§ DATA SECTION
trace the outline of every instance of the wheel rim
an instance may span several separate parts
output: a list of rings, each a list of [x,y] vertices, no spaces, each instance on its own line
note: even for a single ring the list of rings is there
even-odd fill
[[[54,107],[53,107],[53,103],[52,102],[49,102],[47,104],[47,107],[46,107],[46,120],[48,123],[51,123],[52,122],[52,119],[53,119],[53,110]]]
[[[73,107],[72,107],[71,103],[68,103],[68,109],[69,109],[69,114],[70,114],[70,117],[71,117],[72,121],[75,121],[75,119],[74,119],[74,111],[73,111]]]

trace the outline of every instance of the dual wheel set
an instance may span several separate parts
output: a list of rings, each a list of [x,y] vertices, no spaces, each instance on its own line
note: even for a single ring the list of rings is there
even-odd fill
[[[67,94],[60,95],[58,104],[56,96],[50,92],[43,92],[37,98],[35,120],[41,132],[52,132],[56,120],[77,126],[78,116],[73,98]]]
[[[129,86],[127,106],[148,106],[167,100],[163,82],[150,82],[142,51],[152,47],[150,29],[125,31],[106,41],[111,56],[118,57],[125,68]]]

---

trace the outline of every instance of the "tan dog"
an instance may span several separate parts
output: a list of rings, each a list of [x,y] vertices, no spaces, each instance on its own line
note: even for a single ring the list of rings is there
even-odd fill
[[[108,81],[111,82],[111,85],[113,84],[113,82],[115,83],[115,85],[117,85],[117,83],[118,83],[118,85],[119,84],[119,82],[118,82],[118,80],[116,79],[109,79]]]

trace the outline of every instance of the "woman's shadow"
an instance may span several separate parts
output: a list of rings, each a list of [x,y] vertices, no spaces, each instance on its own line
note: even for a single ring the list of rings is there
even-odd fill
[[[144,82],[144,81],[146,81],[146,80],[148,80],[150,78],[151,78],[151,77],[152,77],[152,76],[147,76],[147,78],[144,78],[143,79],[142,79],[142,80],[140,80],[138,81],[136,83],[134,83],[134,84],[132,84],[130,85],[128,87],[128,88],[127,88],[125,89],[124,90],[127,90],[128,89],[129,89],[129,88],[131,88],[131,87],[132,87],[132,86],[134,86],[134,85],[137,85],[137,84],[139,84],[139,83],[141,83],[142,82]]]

* * *

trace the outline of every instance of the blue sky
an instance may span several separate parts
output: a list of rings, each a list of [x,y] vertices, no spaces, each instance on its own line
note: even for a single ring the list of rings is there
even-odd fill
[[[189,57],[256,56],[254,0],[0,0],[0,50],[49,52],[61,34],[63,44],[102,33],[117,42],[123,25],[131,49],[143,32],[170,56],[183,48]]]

§ WORK TO DO
Please count the lines of the data above that contain the string "wheel", treating uppercase and lowercase as different, and reply with only the number.

§ COMPLETE ANSWER
2